Ringkas paragraf yang diawali "Dampak kognitif merupakan dampak" dalam teks tentang self-diagnosis di bawah. Ubah menjadi daftar pendek yang memuat fakta-fakta pokoknya.
··· Teks untuk Dianalisis ···
Kebanyakan dari mereka merasa tidak memiliki akses karena tidak cukup memiliki uang sendiri untuk biaya melakukan pengobatan praktik di psikolog, merekapun merasa tidak percaya diri untuk menceritakan permasalahan pribadi psikologis ke keluarga atau orang tua wali yang membiayainya dikarenakan masih adanya stigma negatif di generasi pendahulu, yang lebih sering dinasehati melalui pendekatan rohani dan agama, yang padahal hal tersebut tidak salah, namun kurang tepat untuk penangan pertama pada penyakit mental, contoh yang sering kita dengar sebagai anak ialah nasihat bahwa depresi karena kurang dekat dengan Tuhan.

 Hal tersebut tidak salah namun beberapa gejala tidak dapat diatasi hanya diberikan nasihat seperti tersebut, dikarenakan psikolog professional memiliki kaidah ilmu yang lebih terstruktur untuk memahami penyakit. Sehingga kebanyakan dari mereka membuat komunitas atau aktivitas sosial sebagai perkumpulan dari orang-orang yang merasa satu penderitaan, dan merasa saling memahami. Padahal penyakit mental tersebut jika tidak segera diatasi memunculkan berbagai dampak negatif.

Menurut Jurnal yang ditulis oleh Ulul Albab Annury, Fitria Yuliana, Ve. Aufara Zuhra Suhadi, Cindy Sekar Ayu Karlina (2022) ada beberapa dampak dari self-diagnosis yaitu:

  • Dampak Kognitif

Dampak kognitif merupakan dampak yang terjadi ketika seseorang bimbang atau tidak yakin dengan dirinya sendiri, apakah ia mengalami gangguan mental atau tidak. Ini dapat menimbulkan persepsi yang bisa dibilang tidak normal dan membuat seseorang kehilangan kepercayaan diri bahkan putus asa. Beberapa dampak kognitif yang sering dijumpai yaitu :

  • a. Salah Diagnosis: Diagnosis didasarkan pada analisis menyeluruh terhadap gejala, riwayat medis, faktor lingkungan, dan pemeriksaan fisik serta pemeriksaan penunjang. Beberapa memerlukan berbagai tes tindak lanjut dan pengamatan lebih lanjut untuk menentukan apakah ada masalah fisik atau psikologis. Tanpa penyelidikan lebih lanjut, tidak mungkin untuk menarik kesimpulan tentang gejala yang dirasakan hanya dengan membandingkannya dengan gejala yang terdaftar.
··· Data Tersedia ···
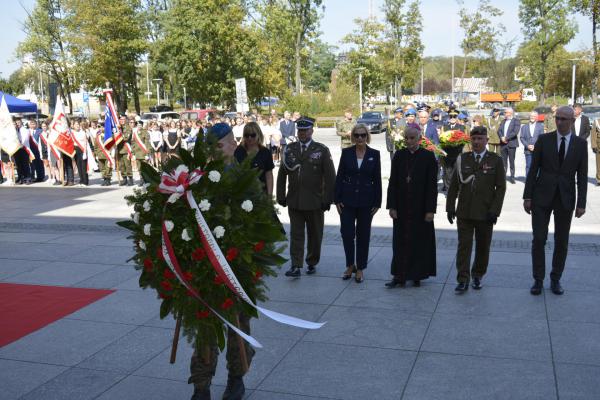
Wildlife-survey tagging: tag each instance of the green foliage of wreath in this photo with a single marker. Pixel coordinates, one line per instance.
(251, 241)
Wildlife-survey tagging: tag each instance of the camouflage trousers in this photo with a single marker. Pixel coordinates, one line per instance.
(204, 360)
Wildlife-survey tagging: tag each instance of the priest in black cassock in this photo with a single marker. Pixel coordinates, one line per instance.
(412, 201)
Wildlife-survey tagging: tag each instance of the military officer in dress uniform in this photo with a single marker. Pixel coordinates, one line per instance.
(395, 126)
(140, 145)
(344, 127)
(103, 156)
(479, 182)
(309, 168)
(122, 156)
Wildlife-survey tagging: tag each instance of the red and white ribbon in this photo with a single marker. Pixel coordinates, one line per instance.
(177, 185)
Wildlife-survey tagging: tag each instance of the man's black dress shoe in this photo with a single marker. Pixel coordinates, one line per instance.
(201, 394)
(537, 287)
(294, 272)
(235, 389)
(395, 282)
(461, 287)
(556, 288)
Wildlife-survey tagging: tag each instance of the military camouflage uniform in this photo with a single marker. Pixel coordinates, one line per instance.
(343, 127)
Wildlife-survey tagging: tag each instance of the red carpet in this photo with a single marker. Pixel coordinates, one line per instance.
(27, 308)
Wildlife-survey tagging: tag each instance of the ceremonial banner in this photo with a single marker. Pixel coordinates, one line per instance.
(9, 141)
(112, 132)
(60, 134)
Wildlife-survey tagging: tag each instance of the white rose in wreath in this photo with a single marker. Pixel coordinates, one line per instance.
(219, 232)
(214, 176)
(204, 205)
(247, 205)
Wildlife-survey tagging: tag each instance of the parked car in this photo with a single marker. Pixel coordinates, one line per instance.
(374, 120)
(159, 116)
(196, 113)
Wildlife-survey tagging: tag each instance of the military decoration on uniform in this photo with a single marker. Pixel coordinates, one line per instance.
(204, 239)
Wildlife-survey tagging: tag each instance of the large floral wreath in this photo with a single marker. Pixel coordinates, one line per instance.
(243, 225)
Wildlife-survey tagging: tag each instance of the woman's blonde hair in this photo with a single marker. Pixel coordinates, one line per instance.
(360, 128)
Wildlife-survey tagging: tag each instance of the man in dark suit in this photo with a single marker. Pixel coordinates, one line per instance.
(558, 157)
(287, 128)
(581, 127)
(529, 135)
(509, 141)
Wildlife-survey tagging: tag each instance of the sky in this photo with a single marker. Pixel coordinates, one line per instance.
(337, 21)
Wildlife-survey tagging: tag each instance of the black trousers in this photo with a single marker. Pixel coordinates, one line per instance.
(81, 166)
(356, 223)
(508, 155)
(68, 169)
(23, 167)
(540, 218)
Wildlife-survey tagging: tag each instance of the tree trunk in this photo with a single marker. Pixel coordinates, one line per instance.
(595, 54)
(297, 60)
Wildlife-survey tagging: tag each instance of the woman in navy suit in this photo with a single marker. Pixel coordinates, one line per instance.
(357, 198)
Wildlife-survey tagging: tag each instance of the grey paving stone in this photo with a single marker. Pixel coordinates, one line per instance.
(123, 306)
(59, 273)
(10, 267)
(494, 302)
(110, 278)
(18, 378)
(578, 382)
(371, 327)
(375, 295)
(449, 377)
(574, 306)
(75, 384)
(341, 372)
(488, 336)
(141, 388)
(131, 351)
(575, 342)
(264, 327)
(64, 342)
(307, 289)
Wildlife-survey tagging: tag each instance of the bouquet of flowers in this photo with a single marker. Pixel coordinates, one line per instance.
(204, 236)
(424, 143)
(454, 138)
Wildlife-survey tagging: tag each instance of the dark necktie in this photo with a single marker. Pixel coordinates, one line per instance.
(561, 150)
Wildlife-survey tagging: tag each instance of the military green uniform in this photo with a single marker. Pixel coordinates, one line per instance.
(311, 177)
(549, 123)
(122, 155)
(103, 163)
(480, 189)
(204, 360)
(493, 124)
(343, 127)
(595, 140)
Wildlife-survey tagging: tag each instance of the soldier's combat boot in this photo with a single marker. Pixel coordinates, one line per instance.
(201, 394)
(235, 389)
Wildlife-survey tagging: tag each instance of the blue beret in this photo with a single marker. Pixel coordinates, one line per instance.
(220, 130)
(305, 123)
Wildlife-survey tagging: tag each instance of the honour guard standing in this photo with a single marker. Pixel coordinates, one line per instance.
(309, 168)
(344, 127)
(123, 155)
(479, 182)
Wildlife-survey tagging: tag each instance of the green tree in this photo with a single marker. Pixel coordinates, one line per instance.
(48, 43)
(482, 33)
(591, 8)
(546, 25)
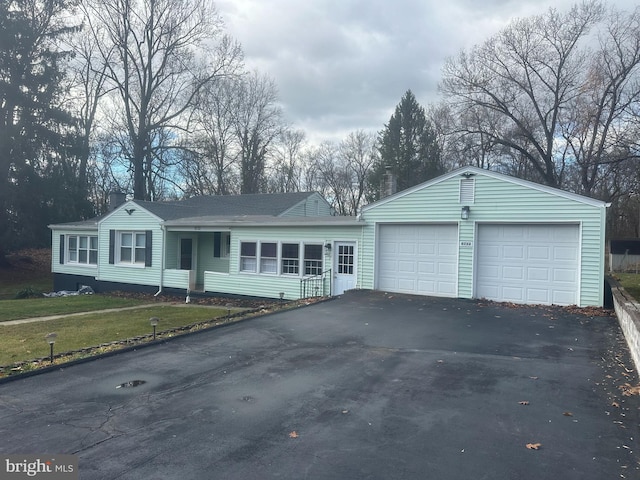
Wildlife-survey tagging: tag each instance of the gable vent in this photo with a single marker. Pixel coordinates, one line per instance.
(467, 190)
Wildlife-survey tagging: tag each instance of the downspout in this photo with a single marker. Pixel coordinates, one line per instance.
(164, 233)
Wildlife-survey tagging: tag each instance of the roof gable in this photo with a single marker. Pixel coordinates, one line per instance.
(472, 171)
(266, 204)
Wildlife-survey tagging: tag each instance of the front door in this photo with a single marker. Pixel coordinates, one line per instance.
(187, 260)
(344, 276)
(186, 253)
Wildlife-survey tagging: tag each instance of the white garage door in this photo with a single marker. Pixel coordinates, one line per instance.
(419, 259)
(535, 264)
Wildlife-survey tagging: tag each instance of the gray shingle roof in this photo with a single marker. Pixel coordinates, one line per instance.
(270, 204)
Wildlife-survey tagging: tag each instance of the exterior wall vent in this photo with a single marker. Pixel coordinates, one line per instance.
(467, 190)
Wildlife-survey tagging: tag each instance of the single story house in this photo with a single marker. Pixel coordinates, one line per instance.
(471, 233)
(624, 255)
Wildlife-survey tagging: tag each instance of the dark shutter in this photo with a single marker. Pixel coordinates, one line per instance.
(112, 246)
(217, 241)
(147, 247)
(61, 249)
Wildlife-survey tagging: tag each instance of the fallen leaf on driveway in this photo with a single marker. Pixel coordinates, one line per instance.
(628, 390)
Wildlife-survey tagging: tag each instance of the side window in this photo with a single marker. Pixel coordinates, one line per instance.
(132, 248)
(312, 259)
(82, 249)
(268, 258)
(248, 259)
(290, 258)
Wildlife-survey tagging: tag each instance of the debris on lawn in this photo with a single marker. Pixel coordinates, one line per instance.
(628, 390)
(260, 307)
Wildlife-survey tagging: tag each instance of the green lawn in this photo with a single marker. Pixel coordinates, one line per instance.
(42, 306)
(631, 283)
(26, 341)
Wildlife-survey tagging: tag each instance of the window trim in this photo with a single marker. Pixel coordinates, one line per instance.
(242, 258)
(282, 259)
(304, 266)
(69, 253)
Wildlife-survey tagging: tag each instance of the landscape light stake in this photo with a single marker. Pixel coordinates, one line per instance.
(51, 338)
(154, 323)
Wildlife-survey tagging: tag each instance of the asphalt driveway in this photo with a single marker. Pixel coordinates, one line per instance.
(365, 386)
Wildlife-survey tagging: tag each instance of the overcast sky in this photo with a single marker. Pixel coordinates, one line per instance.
(343, 65)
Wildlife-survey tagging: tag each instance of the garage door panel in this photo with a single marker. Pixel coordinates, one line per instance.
(426, 268)
(447, 268)
(513, 273)
(538, 253)
(426, 249)
(565, 275)
(515, 252)
(423, 261)
(538, 274)
(406, 267)
(565, 254)
(546, 272)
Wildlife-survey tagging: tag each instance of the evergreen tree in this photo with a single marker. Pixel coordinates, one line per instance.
(34, 137)
(408, 146)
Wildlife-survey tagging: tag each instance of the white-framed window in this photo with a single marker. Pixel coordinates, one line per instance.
(286, 258)
(132, 248)
(248, 256)
(290, 255)
(268, 257)
(82, 249)
(221, 244)
(312, 259)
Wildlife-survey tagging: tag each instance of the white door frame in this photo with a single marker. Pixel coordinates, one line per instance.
(341, 281)
(194, 258)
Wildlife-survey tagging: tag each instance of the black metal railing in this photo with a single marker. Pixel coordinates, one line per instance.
(316, 286)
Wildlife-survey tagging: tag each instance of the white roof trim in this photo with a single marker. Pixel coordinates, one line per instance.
(499, 176)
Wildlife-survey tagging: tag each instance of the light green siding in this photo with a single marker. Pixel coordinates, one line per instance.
(70, 268)
(139, 221)
(313, 206)
(497, 200)
(269, 286)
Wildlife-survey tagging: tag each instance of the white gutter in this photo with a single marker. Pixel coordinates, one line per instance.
(164, 233)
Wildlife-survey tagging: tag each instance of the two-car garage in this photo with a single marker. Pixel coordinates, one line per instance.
(478, 234)
(521, 263)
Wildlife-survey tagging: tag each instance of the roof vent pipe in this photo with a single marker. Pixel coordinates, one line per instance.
(116, 199)
(389, 184)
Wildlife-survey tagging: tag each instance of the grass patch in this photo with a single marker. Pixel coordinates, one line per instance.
(27, 270)
(26, 341)
(9, 289)
(630, 282)
(42, 307)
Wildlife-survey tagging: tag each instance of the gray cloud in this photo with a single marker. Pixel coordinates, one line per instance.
(342, 65)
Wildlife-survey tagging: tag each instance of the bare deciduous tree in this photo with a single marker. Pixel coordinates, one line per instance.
(525, 78)
(258, 123)
(161, 54)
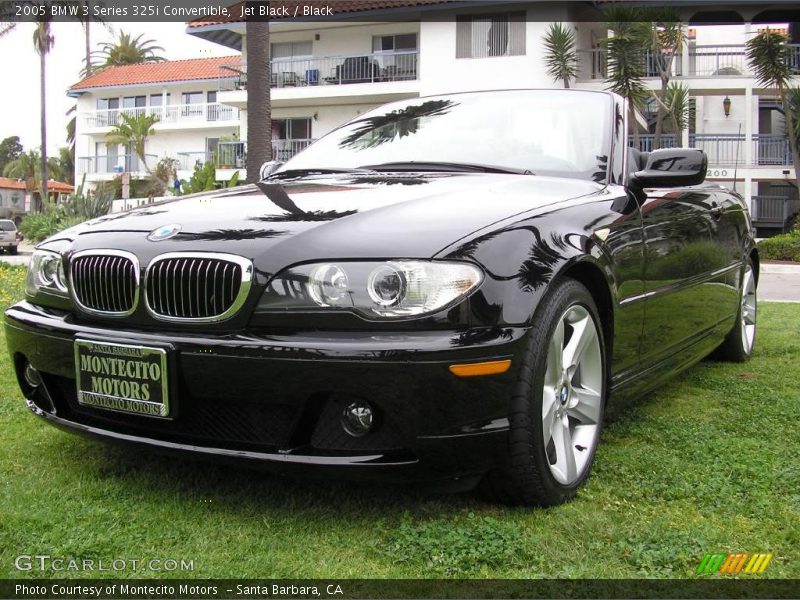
···
## Jawaban Tugas
- Dampak kognitif terjadi saat seseorang ragu atau tidak yakin apakah dirinya mengalami gangguan mental.
- Keraguan ini bisa memunculkan persepsi yang tidak normal.
- Akibatnya, orang itu bisa kehilangan kepercayaan diri, bahkan putus asa.
- Ada beberapa dampak kognitif yang sering dijumpai.